**WHAT NEEDS TO BE DONE**
Copy out the listing word for word, from its first line through the line containing "[(672, 473)]".

*-*-*

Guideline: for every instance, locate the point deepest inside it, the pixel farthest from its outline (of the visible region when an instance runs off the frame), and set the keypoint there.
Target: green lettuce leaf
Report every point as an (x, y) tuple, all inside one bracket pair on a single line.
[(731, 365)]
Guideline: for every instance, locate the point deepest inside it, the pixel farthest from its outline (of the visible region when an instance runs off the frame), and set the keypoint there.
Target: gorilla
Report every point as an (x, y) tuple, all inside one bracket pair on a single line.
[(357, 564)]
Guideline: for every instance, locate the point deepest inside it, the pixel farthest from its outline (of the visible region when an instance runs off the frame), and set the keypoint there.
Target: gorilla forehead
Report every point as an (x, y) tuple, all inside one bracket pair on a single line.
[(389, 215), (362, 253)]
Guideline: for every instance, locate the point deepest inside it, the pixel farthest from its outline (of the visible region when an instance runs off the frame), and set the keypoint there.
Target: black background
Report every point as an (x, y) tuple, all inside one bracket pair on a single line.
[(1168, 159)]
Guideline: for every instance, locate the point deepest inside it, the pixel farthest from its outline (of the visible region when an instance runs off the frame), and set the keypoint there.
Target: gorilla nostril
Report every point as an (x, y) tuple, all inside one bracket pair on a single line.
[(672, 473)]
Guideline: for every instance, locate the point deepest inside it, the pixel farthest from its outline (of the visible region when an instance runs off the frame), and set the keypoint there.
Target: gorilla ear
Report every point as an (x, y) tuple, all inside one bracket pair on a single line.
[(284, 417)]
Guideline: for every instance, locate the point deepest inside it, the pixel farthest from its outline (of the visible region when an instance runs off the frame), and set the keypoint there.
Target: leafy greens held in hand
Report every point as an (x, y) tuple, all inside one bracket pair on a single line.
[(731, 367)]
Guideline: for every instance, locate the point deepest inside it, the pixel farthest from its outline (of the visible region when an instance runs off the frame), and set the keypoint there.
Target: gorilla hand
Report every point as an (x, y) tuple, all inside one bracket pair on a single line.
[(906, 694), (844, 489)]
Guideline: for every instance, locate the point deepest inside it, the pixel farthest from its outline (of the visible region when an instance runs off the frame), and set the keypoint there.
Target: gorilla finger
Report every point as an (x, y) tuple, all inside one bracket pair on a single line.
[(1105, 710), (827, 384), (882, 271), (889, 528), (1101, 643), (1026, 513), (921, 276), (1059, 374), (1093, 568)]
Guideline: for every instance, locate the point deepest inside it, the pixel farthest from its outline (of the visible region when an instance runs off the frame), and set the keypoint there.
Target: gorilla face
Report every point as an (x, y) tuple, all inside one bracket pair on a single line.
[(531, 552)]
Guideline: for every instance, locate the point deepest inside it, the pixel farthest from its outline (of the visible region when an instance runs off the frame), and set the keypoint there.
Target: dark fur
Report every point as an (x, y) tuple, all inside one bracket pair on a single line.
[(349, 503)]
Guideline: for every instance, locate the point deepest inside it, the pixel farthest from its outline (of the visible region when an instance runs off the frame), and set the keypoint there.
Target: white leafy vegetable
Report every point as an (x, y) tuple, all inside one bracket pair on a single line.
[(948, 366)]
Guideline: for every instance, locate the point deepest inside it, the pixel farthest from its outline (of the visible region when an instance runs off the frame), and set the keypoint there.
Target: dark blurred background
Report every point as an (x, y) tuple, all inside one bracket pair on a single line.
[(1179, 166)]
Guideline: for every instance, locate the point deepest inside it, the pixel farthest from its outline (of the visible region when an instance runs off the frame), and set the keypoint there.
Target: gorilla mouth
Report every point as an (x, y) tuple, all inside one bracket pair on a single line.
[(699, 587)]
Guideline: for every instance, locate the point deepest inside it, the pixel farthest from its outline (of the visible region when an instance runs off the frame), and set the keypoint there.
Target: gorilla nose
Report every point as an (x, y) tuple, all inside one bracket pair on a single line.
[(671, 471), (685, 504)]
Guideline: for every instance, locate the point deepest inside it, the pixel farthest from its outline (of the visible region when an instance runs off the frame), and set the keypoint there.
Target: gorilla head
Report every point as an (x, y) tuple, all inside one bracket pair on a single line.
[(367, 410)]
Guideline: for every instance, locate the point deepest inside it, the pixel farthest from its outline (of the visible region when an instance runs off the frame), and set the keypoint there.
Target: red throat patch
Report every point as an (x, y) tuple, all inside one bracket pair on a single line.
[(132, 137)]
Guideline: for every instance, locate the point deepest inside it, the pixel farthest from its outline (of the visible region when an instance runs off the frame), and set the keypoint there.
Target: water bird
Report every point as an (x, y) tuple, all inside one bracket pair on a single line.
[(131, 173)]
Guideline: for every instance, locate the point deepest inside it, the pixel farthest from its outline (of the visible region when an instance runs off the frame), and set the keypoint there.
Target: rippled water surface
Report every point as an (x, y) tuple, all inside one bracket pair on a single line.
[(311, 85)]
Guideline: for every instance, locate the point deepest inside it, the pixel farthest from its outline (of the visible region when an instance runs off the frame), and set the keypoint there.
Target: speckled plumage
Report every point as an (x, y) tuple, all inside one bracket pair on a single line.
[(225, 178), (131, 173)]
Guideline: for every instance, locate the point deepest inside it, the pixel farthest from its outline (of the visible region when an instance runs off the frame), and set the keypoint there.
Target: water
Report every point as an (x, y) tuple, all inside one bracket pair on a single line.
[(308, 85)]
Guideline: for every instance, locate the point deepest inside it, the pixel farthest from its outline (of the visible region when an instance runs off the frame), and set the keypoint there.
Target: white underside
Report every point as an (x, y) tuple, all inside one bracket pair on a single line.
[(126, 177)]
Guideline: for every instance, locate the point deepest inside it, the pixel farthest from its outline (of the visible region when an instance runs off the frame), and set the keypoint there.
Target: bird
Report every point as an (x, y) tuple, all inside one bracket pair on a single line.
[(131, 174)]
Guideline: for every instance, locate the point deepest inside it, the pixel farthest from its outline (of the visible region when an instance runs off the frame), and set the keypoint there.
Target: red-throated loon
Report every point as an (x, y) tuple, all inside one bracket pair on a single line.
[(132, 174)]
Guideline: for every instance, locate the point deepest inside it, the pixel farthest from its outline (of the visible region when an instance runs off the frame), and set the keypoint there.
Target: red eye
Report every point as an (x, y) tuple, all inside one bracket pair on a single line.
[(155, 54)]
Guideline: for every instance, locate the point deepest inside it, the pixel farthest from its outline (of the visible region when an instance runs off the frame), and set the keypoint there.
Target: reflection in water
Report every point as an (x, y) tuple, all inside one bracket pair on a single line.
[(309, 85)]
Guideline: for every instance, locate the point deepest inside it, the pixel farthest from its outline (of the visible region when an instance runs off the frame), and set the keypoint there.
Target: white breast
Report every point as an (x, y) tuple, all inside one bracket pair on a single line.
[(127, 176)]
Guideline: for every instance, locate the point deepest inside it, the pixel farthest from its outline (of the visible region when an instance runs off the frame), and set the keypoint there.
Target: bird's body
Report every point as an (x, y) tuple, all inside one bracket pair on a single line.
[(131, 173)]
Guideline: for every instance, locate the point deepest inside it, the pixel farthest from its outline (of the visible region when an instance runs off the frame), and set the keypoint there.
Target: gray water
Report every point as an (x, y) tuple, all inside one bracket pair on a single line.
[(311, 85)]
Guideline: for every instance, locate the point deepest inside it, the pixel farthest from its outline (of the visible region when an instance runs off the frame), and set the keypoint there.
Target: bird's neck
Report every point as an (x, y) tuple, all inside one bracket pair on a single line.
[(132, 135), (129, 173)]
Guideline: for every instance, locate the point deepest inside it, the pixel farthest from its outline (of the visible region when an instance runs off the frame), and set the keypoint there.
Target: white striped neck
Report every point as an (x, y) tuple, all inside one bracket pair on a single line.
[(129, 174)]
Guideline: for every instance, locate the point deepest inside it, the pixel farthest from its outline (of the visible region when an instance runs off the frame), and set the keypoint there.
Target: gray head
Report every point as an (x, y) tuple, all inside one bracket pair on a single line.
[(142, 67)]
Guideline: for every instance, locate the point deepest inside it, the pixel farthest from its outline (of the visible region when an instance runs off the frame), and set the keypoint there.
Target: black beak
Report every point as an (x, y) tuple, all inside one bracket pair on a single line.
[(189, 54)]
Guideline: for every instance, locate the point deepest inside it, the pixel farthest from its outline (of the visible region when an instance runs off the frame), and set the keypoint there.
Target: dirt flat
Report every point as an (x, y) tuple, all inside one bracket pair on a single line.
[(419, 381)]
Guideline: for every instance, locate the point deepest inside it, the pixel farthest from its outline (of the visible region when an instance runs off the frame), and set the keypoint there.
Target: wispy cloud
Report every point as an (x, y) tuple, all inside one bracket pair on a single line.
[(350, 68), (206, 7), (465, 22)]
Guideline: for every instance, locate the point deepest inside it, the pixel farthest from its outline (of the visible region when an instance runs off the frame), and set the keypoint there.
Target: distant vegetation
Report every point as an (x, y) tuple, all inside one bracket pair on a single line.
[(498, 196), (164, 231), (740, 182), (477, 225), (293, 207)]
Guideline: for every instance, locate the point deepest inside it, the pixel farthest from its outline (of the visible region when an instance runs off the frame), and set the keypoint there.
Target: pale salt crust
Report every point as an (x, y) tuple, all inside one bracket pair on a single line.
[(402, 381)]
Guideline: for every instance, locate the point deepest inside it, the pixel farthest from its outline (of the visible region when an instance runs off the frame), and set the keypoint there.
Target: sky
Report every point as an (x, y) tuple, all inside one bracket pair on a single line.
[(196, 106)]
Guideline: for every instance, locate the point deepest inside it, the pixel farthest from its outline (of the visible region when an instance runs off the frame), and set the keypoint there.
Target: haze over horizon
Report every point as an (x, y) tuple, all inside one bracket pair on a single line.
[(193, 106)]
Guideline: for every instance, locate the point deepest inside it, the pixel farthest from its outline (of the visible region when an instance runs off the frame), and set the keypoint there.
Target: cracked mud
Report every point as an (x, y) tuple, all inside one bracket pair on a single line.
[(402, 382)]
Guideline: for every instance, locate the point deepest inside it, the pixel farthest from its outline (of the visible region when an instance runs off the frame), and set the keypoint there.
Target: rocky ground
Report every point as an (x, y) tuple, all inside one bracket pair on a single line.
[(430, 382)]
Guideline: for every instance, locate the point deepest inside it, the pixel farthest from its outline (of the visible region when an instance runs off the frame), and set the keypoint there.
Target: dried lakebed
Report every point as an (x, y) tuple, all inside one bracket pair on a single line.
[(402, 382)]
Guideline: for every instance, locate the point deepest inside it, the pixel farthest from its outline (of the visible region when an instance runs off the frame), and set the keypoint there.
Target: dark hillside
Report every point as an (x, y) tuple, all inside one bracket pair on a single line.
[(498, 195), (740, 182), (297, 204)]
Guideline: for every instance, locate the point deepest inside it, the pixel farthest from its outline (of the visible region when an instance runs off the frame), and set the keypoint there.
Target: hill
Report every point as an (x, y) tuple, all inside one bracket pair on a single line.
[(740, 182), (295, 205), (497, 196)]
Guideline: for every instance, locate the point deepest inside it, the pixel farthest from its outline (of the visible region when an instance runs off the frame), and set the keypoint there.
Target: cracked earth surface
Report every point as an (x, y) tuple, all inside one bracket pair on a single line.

*-*-*

**WRITTEN REPLY**
Guideline: for every instance, locate the point deepest inside it, the pixel farthest from its outline (of the visible region when an instance runs off the frame), and set the keypoint there.
Target: green lettuce leaf
Report every point as an (x, y) tuple, all inside one bracket pair on a single line.
[(731, 365)]
Guideline: for every instance, locate the point deepest inside it, the pixel farthest from its outline (of the visible region when an instance runs off the frame), and set the keypoint there.
Target: gorilla
Report every point as an (x, y) tuple, all inside one bracket pair on a single line.
[(357, 564)]
Guideline: for every instance, locate the point deepest inside it, the pixel farthest from its outline (of the visible region when an instance runs off the frame), and set the keypoint there.
Target: gorilla forehead
Report every point as an (x, y) tuple, all inside one bracket pair on a single line.
[(389, 215), (362, 253)]
Guideline: for every instance, locate the point deepest inside it, the pixel farthest from its outline (of the visible region when an instance runs off the frame), and set the keypoint there.
Target: black background
Report every point as an (x, y) tuple, all inside one bracket pair on a single line.
[(1168, 159)]
Guideline: for every instance, locate the point deepest inside it, the pixel farthest from its outline (of the visible region when an instance runs off the frame), and set the keypoint there.
Target: gorilla nostril
Report every point as an (x, y) tuple, all inside one bracket pair on a single line.
[(672, 473)]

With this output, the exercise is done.